:: GIVEN EXERCISE ::
Rewrite the rows below, switching "innermost point" to "central point" everywhere and leaving everything else unchanged.

Items from a dataset
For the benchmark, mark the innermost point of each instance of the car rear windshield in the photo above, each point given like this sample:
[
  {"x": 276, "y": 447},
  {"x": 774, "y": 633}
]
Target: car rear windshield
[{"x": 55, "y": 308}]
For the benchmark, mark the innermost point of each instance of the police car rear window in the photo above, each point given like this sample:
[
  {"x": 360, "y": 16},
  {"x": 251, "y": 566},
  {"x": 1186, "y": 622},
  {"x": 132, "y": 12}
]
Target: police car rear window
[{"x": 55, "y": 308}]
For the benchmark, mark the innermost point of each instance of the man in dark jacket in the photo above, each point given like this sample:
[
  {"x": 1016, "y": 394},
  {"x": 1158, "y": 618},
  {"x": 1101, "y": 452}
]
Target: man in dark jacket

:: SOLUTION FOR THIS TASK ::
For the benchmark, mark the central point of each instance of the car rear windshield in the photo above, each point given like this sample:
[
  {"x": 276, "y": 447},
  {"x": 774, "y": 633}
]
Target: car rear windshield
[{"x": 55, "y": 308}]
For the benchmark, mark the central point of each instance of the police car rear window in the photo above, each point given like this sample:
[
  {"x": 360, "y": 16},
  {"x": 251, "y": 566},
  {"x": 1186, "y": 622},
  {"x": 132, "y": 12}
]
Target: police car rear window
[{"x": 55, "y": 308}]
For the benchmark, mark the central point of each instance of the man in dark jacket in the photo above, each point given like this sample:
[
  {"x": 1016, "y": 394},
  {"x": 1158, "y": 618},
  {"x": 1101, "y": 452}
]
Target: man in dark jacket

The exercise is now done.